→ Requirement: Can you write out all of the data below word for word, leaving out the pictures?

→ Records shown:

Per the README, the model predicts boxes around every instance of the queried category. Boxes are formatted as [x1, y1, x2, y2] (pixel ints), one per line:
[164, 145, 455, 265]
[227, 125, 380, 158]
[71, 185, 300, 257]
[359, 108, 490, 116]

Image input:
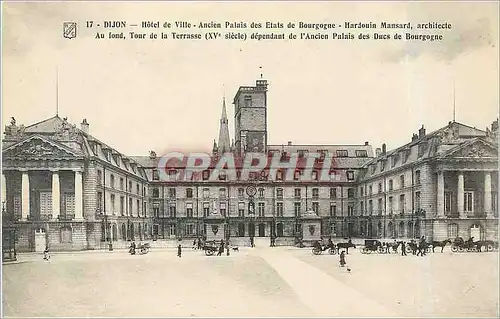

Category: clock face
[247, 186, 257, 196]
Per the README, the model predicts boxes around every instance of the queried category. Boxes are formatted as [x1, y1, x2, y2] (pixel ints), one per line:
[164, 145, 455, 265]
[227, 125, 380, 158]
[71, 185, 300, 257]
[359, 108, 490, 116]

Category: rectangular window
[153, 169, 160, 181]
[444, 192, 452, 213]
[120, 196, 125, 216]
[293, 202, 300, 217]
[168, 205, 176, 217]
[276, 188, 283, 200]
[330, 202, 337, 216]
[186, 203, 193, 217]
[330, 188, 337, 199]
[168, 188, 176, 199]
[220, 203, 226, 216]
[347, 171, 354, 181]
[153, 203, 160, 217]
[399, 194, 406, 214]
[294, 188, 300, 198]
[312, 202, 319, 214]
[415, 192, 420, 210]
[219, 188, 226, 198]
[276, 203, 283, 217]
[347, 204, 354, 216]
[257, 203, 265, 217]
[110, 194, 116, 215]
[464, 192, 474, 213]
[337, 150, 349, 157]
[238, 202, 245, 217]
[203, 202, 210, 217]
[356, 150, 368, 157]
[312, 188, 319, 199]
[347, 188, 354, 198]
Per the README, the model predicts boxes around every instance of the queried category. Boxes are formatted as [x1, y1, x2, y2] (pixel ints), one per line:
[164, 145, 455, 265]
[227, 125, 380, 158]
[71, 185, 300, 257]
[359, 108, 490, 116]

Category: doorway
[35, 228, 47, 253]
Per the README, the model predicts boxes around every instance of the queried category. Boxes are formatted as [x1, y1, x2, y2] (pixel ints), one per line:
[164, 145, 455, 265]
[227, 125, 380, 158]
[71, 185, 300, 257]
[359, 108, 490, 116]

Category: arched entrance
[259, 223, 266, 237]
[408, 221, 414, 238]
[122, 224, 127, 240]
[248, 223, 255, 237]
[398, 221, 405, 237]
[387, 222, 395, 237]
[470, 224, 482, 241]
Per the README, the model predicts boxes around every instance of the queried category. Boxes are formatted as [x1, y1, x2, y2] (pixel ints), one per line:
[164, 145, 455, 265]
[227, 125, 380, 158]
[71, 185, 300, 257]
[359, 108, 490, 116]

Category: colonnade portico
[2, 168, 83, 221]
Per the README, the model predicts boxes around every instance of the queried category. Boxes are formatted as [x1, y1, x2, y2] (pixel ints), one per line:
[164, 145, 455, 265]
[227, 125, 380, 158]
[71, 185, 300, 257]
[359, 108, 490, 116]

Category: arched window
[276, 223, 283, 237]
[122, 224, 127, 240]
[448, 223, 458, 238]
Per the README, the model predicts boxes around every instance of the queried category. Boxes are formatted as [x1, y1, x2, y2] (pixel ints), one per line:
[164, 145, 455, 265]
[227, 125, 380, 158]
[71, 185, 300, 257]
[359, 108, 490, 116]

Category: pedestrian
[43, 246, 50, 261]
[217, 239, 224, 256]
[339, 250, 346, 267]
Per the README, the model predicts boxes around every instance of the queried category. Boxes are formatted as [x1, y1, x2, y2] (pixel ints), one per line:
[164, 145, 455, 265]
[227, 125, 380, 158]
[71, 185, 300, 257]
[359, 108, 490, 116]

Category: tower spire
[217, 95, 231, 154]
[453, 79, 456, 122]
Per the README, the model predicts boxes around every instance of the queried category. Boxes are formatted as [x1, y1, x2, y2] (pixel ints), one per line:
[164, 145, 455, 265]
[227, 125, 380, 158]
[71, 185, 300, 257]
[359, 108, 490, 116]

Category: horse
[386, 241, 403, 253]
[337, 240, 356, 255]
[431, 239, 451, 252]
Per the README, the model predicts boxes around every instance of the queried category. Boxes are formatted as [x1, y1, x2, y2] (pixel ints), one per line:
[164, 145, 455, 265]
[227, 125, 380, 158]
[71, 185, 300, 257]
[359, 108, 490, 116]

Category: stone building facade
[2, 80, 498, 251]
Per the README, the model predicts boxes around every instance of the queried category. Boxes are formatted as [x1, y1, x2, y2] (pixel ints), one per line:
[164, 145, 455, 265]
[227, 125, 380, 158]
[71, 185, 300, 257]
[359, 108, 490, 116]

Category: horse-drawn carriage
[451, 237, 498, 253]
[360, 239, 386, 254]
[312, 242, 337, 255]
[203, 240, 220, 256]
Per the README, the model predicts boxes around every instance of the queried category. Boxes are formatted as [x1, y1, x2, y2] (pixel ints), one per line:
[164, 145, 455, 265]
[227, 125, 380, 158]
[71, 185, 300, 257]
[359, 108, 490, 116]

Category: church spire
[217, 97, 231, 154]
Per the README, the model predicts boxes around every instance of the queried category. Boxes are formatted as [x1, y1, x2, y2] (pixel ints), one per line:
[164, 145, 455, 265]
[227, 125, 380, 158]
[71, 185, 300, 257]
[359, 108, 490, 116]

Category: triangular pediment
[2, 135, 80, 160]
[442, 138, 498, 158]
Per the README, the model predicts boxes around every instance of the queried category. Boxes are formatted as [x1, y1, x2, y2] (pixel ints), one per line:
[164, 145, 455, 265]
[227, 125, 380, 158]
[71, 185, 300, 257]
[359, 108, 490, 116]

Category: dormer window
[244, 95, 252, 107]
[337, 150, 349, 157]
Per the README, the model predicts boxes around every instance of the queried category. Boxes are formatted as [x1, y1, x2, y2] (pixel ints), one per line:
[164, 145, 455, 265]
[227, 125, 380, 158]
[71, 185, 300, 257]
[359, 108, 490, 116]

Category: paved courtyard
[3, 247, 499, 317]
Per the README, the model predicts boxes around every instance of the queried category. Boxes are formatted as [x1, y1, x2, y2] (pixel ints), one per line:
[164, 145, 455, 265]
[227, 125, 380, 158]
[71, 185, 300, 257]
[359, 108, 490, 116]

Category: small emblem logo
[63, 22, 76, 39]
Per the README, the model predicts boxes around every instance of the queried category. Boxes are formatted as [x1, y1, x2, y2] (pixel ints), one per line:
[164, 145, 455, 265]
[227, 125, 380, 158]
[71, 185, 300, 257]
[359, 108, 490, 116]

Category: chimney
[80, 119, 89, 134]
[418, 125, 425, 138]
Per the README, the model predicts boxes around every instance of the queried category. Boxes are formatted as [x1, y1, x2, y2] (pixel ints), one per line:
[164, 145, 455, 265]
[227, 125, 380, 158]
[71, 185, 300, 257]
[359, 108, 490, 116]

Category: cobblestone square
[3, 247, 498, 317]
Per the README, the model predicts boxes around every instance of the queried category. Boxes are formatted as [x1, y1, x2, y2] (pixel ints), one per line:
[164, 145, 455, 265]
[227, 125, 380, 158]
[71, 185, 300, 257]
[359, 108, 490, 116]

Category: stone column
[436, 171, 444, 218]
[52, 170, 61, 218]
[457, 172, 467, 218]
[21, 170, 30, 220]
[484, 172, 493, 217]
[2, 172, 7, 209]
[75, 170, 83, 220]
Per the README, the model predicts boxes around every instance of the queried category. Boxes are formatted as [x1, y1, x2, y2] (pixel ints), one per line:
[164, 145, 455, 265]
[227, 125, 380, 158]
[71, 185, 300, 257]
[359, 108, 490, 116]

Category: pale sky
[2, 2, 499, 155]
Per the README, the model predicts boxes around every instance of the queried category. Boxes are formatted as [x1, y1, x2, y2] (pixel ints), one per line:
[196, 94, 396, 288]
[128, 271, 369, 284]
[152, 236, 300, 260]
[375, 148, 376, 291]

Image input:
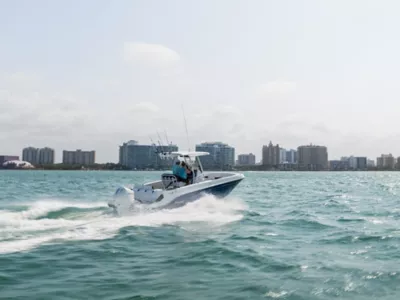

→ Output for this exercise:
Per the README, the model predicts boxes around every instance of the queried category. Boxes are formatted as [x1, y1, x2, y2] (pixel ints), one per line:
[164, 145, 455, 265]
[227, 125, 380, 158]
[71, 185, 300, 257]
[359, 108, 490, 116]

Image input:

Category: clock face
[247, 186, 257, 196]
Per the README, the model predicts boxes around every instance of the queried category. Boxes are formatted as [x1, y1, x2, y2] (pixel ints), one per line:
[164, 145, 455, 265]
[227, 125, 380, 158]
[71, 185, 300, 257]
[359, 108, 490, 116]

Category: rectangular window
[153, 169, 160, 181]
[444, 192, 452, 213]
[120, 196, 125, 216]
[293, 202, 300, 217]
[168, 205, 176, 217]
[276, 188, 283, 200]
[330, 202, 337, 216]
[186, 203, 193, 217]
[330, 188, 337, 199]
[168, 188, 176, 199]
[220, 203, 226, 216]
[347, 171, 354, 181]
[153, 203, 160, 217]
[399, 194, 406, 214]
[294, 188, 300, 198]
[312, 202, 319, 214]
[415, 192, 420, 210]
[219, 188, 226, 198]
[276, 203, 283, 217]
[347, 204, 354, 216]
[257, 203, 265, 217]
[110, 194, 116, 215]
[464, 192, 474, 213]
[337, 150, 349, 157]
[238, 202, 245, 217]
[203, 202, 210, 217]
[356, 150, 368, 157]
[312, 188, 319, 199]
[347, 188, 354, 198]
Per the README, the model predicts boxes around every instance of the queried category. Boxes are formatted as [x1, y1, x2, y2] (pixel ints), one per line:
[164, 145, 455, 265]
[227, 125, 380, 158]
[71, 185, 300, 257]
[359, 108, 490, 116]

Category: doorway
[35, 228, 47, 253]
Per the README, the model predicts boxes around every instance of the queried category. Boxes are formatted as [x1, y1, x2, y2] (pixel ints), one per line:
[164, 145, 455, 265]
[227, 125, 380, 158]
[71, 185, 300, 257]
[359, 108, 490, 116]

Category: arched entrance
[259, 223, 266, 237]
[408, 221, 414, 238]
[122, 224, 127, 240]
[248, 223, 255, 237]
[398, 221, 405, 237]
[387, 222, 395, 237]
[470, 224, 482, 241]
Per the README, the model predicts boxes around every instance of the queried category. Boxes are formatted as [x1, y1, x2, y2] (pixel ints), one per line:
[164, 145, 455, 265]
[227, 125, 380, 158]
[71, 185, 300, 257]
[359, 108, 490, 116]

Category: colonnade portico
[2, 168, 83, 221]
Per the README, the model predicts boxes around every instance of the queried category. Boxes are formatted as [x1, y1, x2, y2] (pixel ints), one per line:
[164, 145, 455, 265]
[227, 125, 380, 158]
[71, 185, 300, 257]
[359, 108, 490, 116]

Category: arched window
[276, 223, 283, 237]
[122, 224, 127, 240]
[448, 223, 458, 238]
Per the README, the model predicts boxes around every instance of the queried category. Boxes are formatted as [x1, y1, x2, y2] (pixel ints), one per line:
[164, 145, 455, 265]
[227, 125, 380, 158]
[71, 185, 300, 257]
[359, 108, 490, 116]

Category: pedestrian
[43, 246, 50, 261]
[217, 239, 224, 256]
[339, 250, 346, 267]
Per the README, the model predicts boxes around every instance of the queried category. Boxes are formatted as [x1, y1, x2, y2] (pixel ints), one per line:
[164, 145, 455, 265]
[227, 125, 380, 158]
[71, 185, 300, 257]
[359, 108, 490, 116]

Category: tower spire
[217, 95, 231, 154]
[453, 79, 456, 122]
Per the README, the model predicts boxes around every instance of the queried category. Boxes are formatted as [x1, y1, x2, y2] (pixel ints), one per line:
[164, 145, 455, 265]
[227, 125, 380, 158]
[71, 185, 300, 257]
[359, 108, 490, 116]

Category: horse
[386, 241, 403, 253]
[337, 240, 356, 255]
[431, 239, 451, 252]
Per the README, the model predicts boxes around every instance of the queried category. Boxes are formatted as [x1, y1, x2, y2] (pixel ints), one per line:
[164, 145, 455, 265]
[227, 125, 380, 158]
[71, 185, 300, 257]
[359, 108, 490, 116]

Category: stone building facade
[2, 80, 498, 251]
Per the README, the model predicts boxes around every instance of the queried category. Boxes are formatted as [x1, y1, x2, y2] (pixel ints), one per line:
[164, 145, 455, 265]
[227, 125, 380, 158]
[71, 185, 300, 257]
[359, 108, 490, 116]

Category: horse-drawn carriage
[451, 237, 498, 253]
[360, 239, 386, 254]
[312, 242, 337, 255]
[203, 240, 220, 256]
Per the README, the model predicts boxes around every instance of the queried category. Boxes are formatted as [x1, y1, x2, y2] (pixel ints), one per line:
[164, 145, 455, 265]
[227, 125, 380, 158]
[71, 185, 300, 257]
[359, 108, 490, 116]

Category: church spire
[217, 97, 231, 154]
Per the README, the model predicts boxes around every instance of the queried category. Boxes are formatted as [x1, y1, x2, y2] (pixel ints), one per line:
[164, 145, 455, 265]
[227, 125, 380, 158]
[71, 185, 300, 257]
[359, 108, 490, 116]

Category: triangular pediment
[2, 135, 80, 160]
[442, 138, 498, 158]
Per the README, the model predicts boxes around every instance of the queried category. Boxes are formatted as [x1, y1, x2, y2] (pixel ints), one per line:
[164, 145, 455, 265]
[227, 125, 380, 158]
[71, 185, 300, 257]
[359, 108, 490, 116]

Category: dormer window
[244, 95, 252, 107]
[337, 150, 349, 157]
Per the README, the model predicts boxes around every instance of the queried category. Boxes are formatted as [x1, y1, x2, y2] (pixel ints), one per line:
[164, 145, 455, 265]
[227, 125, 380, 158]
[71, 185, 300, 257]
[359, 108, 490, 116]

Category: paved courtyard
[3, 247, 499, 317]
Per the README, the model predicts boxes around every instance of the queried category. Boxes are formatted as [x1, y1, x2, y2] (pixel ints), one per line:
[164, 145, 455, 265]
[227, 125, 380, 158]
[71, 185, 300, 257]
[359, 108, 490, 116]

Category: small emblem logo
[63, 22, 76, 39]
Per the README, the model predicts boxes around every instance of the queried category. Boxes are formatted as [x1, y1, x2, y2] (pixel ints), one per line:
[164, 145, 455, 265]
[227, 125, 380, 158]
[71, 185, 300, 257]
[359, 108, 490, 116]

Category: chimney
[80, 119, 89, 134]
[418, 125, 425, 138]
Per the README, the model predicts boxes around every instance of the queried category. Boxes are formatted as [x1, y1, x2, y2] (pixel ints), one per line:
[164, 145, 455, 265]
[227, 125, 380, 158]
[71, 185, 300, 257]
[359, 108, 490, 116]

Category: cobblestone square
[3, 247, 498, 317]
Per the README, the model predicts boxes around every instance of the queried category. Boxes are formatted as [x1, y1, x2, y2] (pixel ints), one per line:
[164, 145, 455, 265]
[227, 125, 380, 158]
[71, 185, 300, 257]
[359, 108, 490, 116]

Category: stone column
[436, 171, 444, 218]
[52, 170, 61, 218]
[457, 172, 467, 218]
[21, 170, 30, 220]
[484, 172, 493, 217]
[2, 172, 7, 209]
[75, 170, 83, 220]
Per the README, the model predicts boxes around every instance of the queried category. Boxes are formatted as [x1, y1, x2, y2] (pixel ints), one per line:
[164, 145, 455, 265]
[227, 125, 380, 158]
[71, 185, 300, 257]
[359, 108, 490, 116]

Category: pale sky
[2, 2, 499, 155]
Per the README, the model predicts boxes around every instance of the queried category. Boxes are formatted as [x1, y1, x2, y2] (pixel ints), one per line:
[196, 94, 396, 288]
[128, 271, 369, 284]
[152, 236, 300, 260]
[375, 148, 376, 291]

Image input:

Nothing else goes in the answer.